● What is needed
Copy all of the items below word for word, leaving out the pictures.

● Data for the task
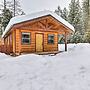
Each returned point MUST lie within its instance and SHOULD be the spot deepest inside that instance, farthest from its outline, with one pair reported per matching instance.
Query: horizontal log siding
(32, 47)
(50, 47)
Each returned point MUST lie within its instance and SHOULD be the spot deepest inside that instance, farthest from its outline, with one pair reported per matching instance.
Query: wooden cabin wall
(20, 48)
(50, 47)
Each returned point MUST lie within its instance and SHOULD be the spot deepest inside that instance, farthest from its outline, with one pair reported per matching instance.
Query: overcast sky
(30, 6)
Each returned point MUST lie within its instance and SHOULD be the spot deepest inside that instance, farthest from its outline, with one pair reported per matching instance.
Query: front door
(39, 42)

● Answer to the problem
Each returned point MUST lie within its instance and SHOULD be the spot deepest inside that instance, farthest from its outline, with one pair reported per matching instance.
Query: horizontal log siding
(32, 47)
(50, 47)
Each returned point MUST lie within its instance and SHOULD be the spot deepest inside that instance, farthest from its outline, with one pair reported per matching instance.
Query: wooden cabin wall
(20, 48)
(50, 47)
Each returned point MUST lie within its instance and SHOULD be the spot deepest inside that instance, farthest from its outline, with one pair reported per matching instance.
Query: overcast sky
(30, 6)
Each returned point MUST lie within its instance and SHOULD be the spot deepest inside that instance, farthest from its outline, with one pair reported per matching instance.
Query: front door
(39, 42)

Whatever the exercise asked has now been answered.